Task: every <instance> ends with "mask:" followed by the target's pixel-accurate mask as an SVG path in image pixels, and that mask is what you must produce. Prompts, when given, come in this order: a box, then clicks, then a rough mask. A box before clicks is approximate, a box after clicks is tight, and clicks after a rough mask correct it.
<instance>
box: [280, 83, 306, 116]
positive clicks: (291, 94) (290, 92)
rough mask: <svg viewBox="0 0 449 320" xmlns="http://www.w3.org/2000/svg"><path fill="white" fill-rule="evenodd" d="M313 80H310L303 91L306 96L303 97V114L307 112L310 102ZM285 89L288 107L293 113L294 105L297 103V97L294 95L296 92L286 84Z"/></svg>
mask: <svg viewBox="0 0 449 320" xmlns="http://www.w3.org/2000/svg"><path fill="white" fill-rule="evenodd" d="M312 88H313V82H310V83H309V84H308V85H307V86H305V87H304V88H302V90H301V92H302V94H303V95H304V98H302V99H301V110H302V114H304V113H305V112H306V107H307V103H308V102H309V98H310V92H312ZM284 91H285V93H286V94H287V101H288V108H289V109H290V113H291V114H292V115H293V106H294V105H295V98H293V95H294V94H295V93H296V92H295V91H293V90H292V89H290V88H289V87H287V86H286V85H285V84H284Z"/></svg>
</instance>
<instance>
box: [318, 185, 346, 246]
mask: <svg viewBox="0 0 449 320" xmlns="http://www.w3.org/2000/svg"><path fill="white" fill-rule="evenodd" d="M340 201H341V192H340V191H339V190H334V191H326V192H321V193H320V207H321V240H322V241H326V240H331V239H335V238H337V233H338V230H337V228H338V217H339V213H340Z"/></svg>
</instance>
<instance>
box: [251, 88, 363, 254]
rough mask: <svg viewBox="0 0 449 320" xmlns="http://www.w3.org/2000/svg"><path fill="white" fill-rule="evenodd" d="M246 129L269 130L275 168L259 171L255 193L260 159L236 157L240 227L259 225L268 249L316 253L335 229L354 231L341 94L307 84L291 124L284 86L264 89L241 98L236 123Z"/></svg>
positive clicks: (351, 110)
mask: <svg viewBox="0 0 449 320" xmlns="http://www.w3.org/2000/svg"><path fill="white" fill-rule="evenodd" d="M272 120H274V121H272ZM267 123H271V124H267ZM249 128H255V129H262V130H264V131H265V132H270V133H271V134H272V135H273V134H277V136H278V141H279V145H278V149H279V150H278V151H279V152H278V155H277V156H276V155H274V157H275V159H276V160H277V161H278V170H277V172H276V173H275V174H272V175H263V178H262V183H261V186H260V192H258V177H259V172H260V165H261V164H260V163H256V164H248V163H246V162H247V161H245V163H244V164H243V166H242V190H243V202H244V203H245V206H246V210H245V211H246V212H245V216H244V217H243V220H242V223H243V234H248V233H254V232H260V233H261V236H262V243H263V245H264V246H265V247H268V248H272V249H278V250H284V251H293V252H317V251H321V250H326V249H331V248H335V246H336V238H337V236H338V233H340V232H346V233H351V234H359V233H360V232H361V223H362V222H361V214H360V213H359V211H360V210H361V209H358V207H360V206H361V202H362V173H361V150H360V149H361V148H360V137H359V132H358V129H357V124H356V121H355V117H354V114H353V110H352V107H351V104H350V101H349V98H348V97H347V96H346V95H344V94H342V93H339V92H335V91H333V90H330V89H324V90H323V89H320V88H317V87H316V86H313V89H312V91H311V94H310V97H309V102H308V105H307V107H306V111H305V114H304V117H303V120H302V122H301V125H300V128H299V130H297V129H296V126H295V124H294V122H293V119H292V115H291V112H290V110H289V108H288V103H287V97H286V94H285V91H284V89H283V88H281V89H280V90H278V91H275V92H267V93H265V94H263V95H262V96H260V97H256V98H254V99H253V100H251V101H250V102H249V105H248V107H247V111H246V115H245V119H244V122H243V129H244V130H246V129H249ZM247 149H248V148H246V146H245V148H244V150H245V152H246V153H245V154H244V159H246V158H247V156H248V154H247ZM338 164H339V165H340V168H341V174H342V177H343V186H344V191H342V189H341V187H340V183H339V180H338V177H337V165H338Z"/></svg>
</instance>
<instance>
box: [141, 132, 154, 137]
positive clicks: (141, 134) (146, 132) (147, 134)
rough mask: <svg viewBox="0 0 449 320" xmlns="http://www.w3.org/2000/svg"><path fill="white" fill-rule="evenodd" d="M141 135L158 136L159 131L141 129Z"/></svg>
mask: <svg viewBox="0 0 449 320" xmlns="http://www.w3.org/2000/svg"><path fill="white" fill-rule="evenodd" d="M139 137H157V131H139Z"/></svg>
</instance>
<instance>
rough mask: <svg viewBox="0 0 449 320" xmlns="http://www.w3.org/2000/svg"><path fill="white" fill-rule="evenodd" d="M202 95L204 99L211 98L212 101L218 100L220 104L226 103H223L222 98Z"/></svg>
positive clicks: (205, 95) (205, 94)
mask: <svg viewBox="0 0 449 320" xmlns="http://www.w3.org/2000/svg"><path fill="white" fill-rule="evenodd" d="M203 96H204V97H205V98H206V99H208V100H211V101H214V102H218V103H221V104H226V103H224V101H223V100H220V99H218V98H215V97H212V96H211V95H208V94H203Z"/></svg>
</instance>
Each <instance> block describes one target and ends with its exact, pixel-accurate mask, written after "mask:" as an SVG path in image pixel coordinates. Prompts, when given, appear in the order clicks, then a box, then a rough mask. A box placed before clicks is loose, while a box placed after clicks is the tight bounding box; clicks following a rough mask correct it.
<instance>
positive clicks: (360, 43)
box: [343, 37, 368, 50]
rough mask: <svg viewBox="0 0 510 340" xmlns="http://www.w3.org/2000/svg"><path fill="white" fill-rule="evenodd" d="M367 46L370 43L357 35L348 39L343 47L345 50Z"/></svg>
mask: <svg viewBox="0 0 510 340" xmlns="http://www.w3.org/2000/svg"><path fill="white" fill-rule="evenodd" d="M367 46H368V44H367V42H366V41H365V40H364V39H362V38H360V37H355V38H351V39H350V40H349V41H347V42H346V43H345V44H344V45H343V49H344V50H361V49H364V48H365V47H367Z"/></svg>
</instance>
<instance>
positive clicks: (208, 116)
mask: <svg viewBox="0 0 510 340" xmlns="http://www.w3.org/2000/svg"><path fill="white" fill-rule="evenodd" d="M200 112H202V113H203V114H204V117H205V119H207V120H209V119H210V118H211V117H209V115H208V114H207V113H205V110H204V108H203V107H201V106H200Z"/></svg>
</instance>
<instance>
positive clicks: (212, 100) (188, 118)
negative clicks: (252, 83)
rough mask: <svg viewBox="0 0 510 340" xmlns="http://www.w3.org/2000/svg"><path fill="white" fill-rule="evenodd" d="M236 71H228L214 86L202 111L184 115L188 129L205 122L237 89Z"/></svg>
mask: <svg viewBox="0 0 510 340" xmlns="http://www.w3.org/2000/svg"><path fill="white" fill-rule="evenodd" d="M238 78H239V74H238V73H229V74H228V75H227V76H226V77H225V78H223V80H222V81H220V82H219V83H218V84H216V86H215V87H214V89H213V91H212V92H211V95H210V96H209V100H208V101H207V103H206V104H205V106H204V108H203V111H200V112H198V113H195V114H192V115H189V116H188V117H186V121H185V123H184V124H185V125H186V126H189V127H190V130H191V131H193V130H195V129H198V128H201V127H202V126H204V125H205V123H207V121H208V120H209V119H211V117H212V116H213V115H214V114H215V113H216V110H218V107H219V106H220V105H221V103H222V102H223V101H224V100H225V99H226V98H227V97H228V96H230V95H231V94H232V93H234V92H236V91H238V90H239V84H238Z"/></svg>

▶ What needs to be done
Your job is to reproduce the listing exactly.

▶ Output
Task: every <instance> ends with "mask:" followed by the target's pixel-accurate mask as an SVG path in image pixels, and that mask is what you must produce. Prompts, when given, come in this order: a box, then clicks, then a rough mask. A box before clicks is approximate, a box after clicks is tight, and clicks after a rough mask correct it.
<instance>
box: [280, 83, 306, 116]
positive clicks: (291, 94) (290, 92)
rough mask: <svg viewBox="0 0 449 320" xmlns="http://www.w3.org/2000/svg"><path fill="white" fill-rule="evenodd" d="M313 80H310L303 91L306 96L303 97V114L307 112L310 102ZM285 89L288 107L293 113L294 105L297 103V97L294 95L296 92L286 84Z"/></svg>
mask: <svg viewBox="0 0 449 320" xmlns="http://www.w3.org/2000/svg"><path fill="white" fill-rule="evenodd" d="M312 88H313V82H310V83H309V84H308V85H307V86H305V87H304V88H302V90H301V92H302V94H303V95H304V98H302V99H301V110H302V114H304V113H305V112H306V107H307V103H308V102H309V98H310V92H312ZM284 91H285V93H286V94H287V101H288V108H289V109H290V113H291V114H292V115H293V106H294V105H295V98H293V95H294V94H295V93H296V92H295V91H293V90H292V89H290V88H289V87H287V86H286V85H285V84H284Z"/></svg>
</instance>
<instance>
box: [318, 185, 346, 246]
mask: <svg viewBox="0 0 449 320" xmlns="http://www.w3.org/2000/svg"><path fill="white" fill-rule="evenodd" d="M340 201H341V192H340V191H339V190H334V191H326V192H321V193H320V207H321V240H322V241H326V240H331V239H335V238H337V233H338V230H337V228H338V217H339V213H340Z"/></svg>
</instance>
<instance>
box: [251, 88, 363, 254]
rough mask: <svg viewBox="0 0 449 320" xmlns="http://www.w3.org/2000/svg"><path fill="white" fill-rule="evenodd" d="M246 129L269 130L275 168L259 171L255 193L260 159L236 157L240 227L259 225L268 249L316 253L335 229L354 231L341 94L307 84L291 124L284 86L264 89L241 98L236 123Z"/></svg>
positive clicks: (351, 110)
mask: <svg viewBox="0 0 449 320" xmlns="http://www.w3.org/2000/svg"><path fill="white" fill-rule="evenodd" d="M272 120H274V121H272ZM267 123H271V124H267ZM249 128H255V129H262V130H264V131H265V132H270V133H271V134H272V135H273V134H277V136H278V141H279V145H278V149H279V150H278V151H279V152H278V155H277V156H276V155H274V157H275V159H276V160H277V161H278V170H277V172H276V173H275V174H272V175H263V178H262V183H261V186H260V192H258V177H259V172H260V165H261V164H260V163H256V164H248V163H246V162H247V161H245V163H244V164H243V166H242V190H243V202H244V203H245V206H246V210H245V211H246V212H245V216H244V217H243V220H242V223H243V234H248V233H254V232H260V233H261V236H262V243H263V245H264V246H265V247H268V248H272V249H278V250H284V251H293V252H317V251H321V250H326V249H331V248H335V246H336V238H337V236H338V233H340V232H346V233H351V234H359V233H360V232H361V223H362V222H361V214H360V213H359V211H360V210H361V209H358V207H360V206H361V202H362V173H361V150H360V149H361V148H360V137H359V132H358V129H357V124H356V121H355V117H354V114H353V110H352V107H351V104H350V101H349V98H348V97H347V96H346V95H344V94H342V93H339V92H335V91H333V90H330V89H324V90H323V89H320V88H317V87H316V86H313V89H312V91H311V94H310V97H309V102H308V105H307V107H306V111H305V114H304V117H303V120H302V122H301V125H300V128H299V130H297V129H296V126H295V124H294V122H293V119H292V115H291V112H290V110H289V108H288V103H287V97H286V94H285V91H284V89H283V88H281V89H280V90H278V91H275V92H267V93H265V94H263V95H262V96H260V97H256V98H254V99H253V100H251V101H250V102H249V105H248V107H247V111H246V115H245V119H244V122H243V129H244V130H246V129H249ZM247 149H248V148H246V146H245V148H244V150H245V152H246V153H245V154H244V159H246V158H247V156H248V154H247ZM338 164H339V165H340V168H341V174H342V177H343V186H344V191H342V189H341V187H340V183H339V180H338V177H337V165H338Z"/></svg>
</instance>
<instance>
box: [141, 132, 154, 137]
positive clicks: (141, 134) (146, 132) (147, 134)
rough mask: <svg viewBox="0 0 449 320" xmlns="http://www.w3.org/2000/svg"><path fill="white" fill-rule="evenodd" d="M141 135L158 136L159 131L141 129Z"/></svg>
mask: <svg viewBox="0 0 449 320" xmlns="http://www.w3.org/2000/svg"><path fill="white" fill-rule="evenodd" d="M139 137H157V131H139Z"/></svg>
</instance>
<instance>
rough mask: <svg viewBox="0 0 449 320" xmlns="http://www.w3.org/2000/svg"><path fill="white" fill-rule="evenodd" d="M202 95L204 99L211 98L212 101L218 100L220 104L226 103H223L222 98Z"/></svg>
positive clicks: (205, 95) (205, 94)
mask: <svg viewBox="0 0 449 320" xmlns="http://www.w3.org/2000/svg"><path fill="white" fill-rule="evenodd" d="M203 96H204V97H205V98H206V99H208V100H211V101H214V102H218V103H221V104H226V103H224V101H223V100H220V99H218V98H215V97H212V96H211V95H208V94H203Z"/></svg>
</instance>
Each <instance> block describes one target and ends with its exact, pixel-accurate mask, written after "mask:" as an SVG path in image pixel coordinates. Prompts, when given, appear in the order clicks, then a box, then a rough mask. A box placed before clicks is loose, while a box placed after clicks is the tight bounding box; clicks following a rough mask correct it.
<instance>
positive clicks: (360, 43)
box: [343, 37, 368, 50]
rough mask: <svg viewBox="0 0 510 340" xmlns="http://www.w3.org/2000/svg"><path fill="white" fill-rule="evenodd" d="M367 46L370 43L357 35L348 39L343 47L345 50Z"/></svg>
mask: <svg viewBox="0 0 510 340" xmlns="http://www.w3.org/2000/svg"><path fill="white" fill-rule="evenodd" d="M367 46H368V44H367V42H366V41H365V40H364V39H362V38H360V37H355V38H351V39H350V40H349V41H347V42H346V43H345V44H344V45H343V49H344V50H361V49H364V48H365V47H367Z"/></svg>
</instance>
<instance>
positive clicks: (208, 116)
mask: <svg viewBox="0 0 510 340" xmlns="http://www.w3.org/2000/svg"><path fill="white" fill-rule="evenodd" d="M200 112H202V113H203V114H204V117H205V119H207V120H209V119H210V118H211V117H209V115H208V114H207V113H205V110H204V108H203V107H201V106H200Z"/></svg>
</instance>
<instance>
positive clicks: (212, 100) (188, 118)
negative clicks: (252, 83)
rough mask: <svg viewBox="0 0 510 340" xmlns="http://www.w3.org/2000/svg"><path fill="white" fill-rule="evenodd" d="M236 71H228L214 86L202 111L184 115L188 129L205 122L237 89Z"/></svg>
mask: <svg viewBox="0 0 510 340" xmlns="http://www.w3.org/2000/svg"><path fill="white" fill-rule="evenodd" d="M238 78H239V74H238V73H229V74H228V75H227V76H226V77H225V78H223V80H222V81H220V82H219V83H218V84H216V86H215V87H214V89H213V91H212V92H211V95H210V96H209V100H208V101H207V103H206V104H205V106H204V108H203V111H200V112H198V113H195V114H192V115H189V116H188V117H186V121H185V123H184V124H185V125H186V126H189V127H190V130H191V131H193V130H195V129H198V128H201V127H202V126H204V125H205V123H207V121H208V120H209V119H211V117H212V116H213V115H214V114H215V113H216V110H218V107H219V106H220V105H221V103H222V102H223V101H224V100H225V99H226V98H227V97H228V96H230V95H231V94H232V93H234V92H236V91H238V90H239V84H238Z"/></svg>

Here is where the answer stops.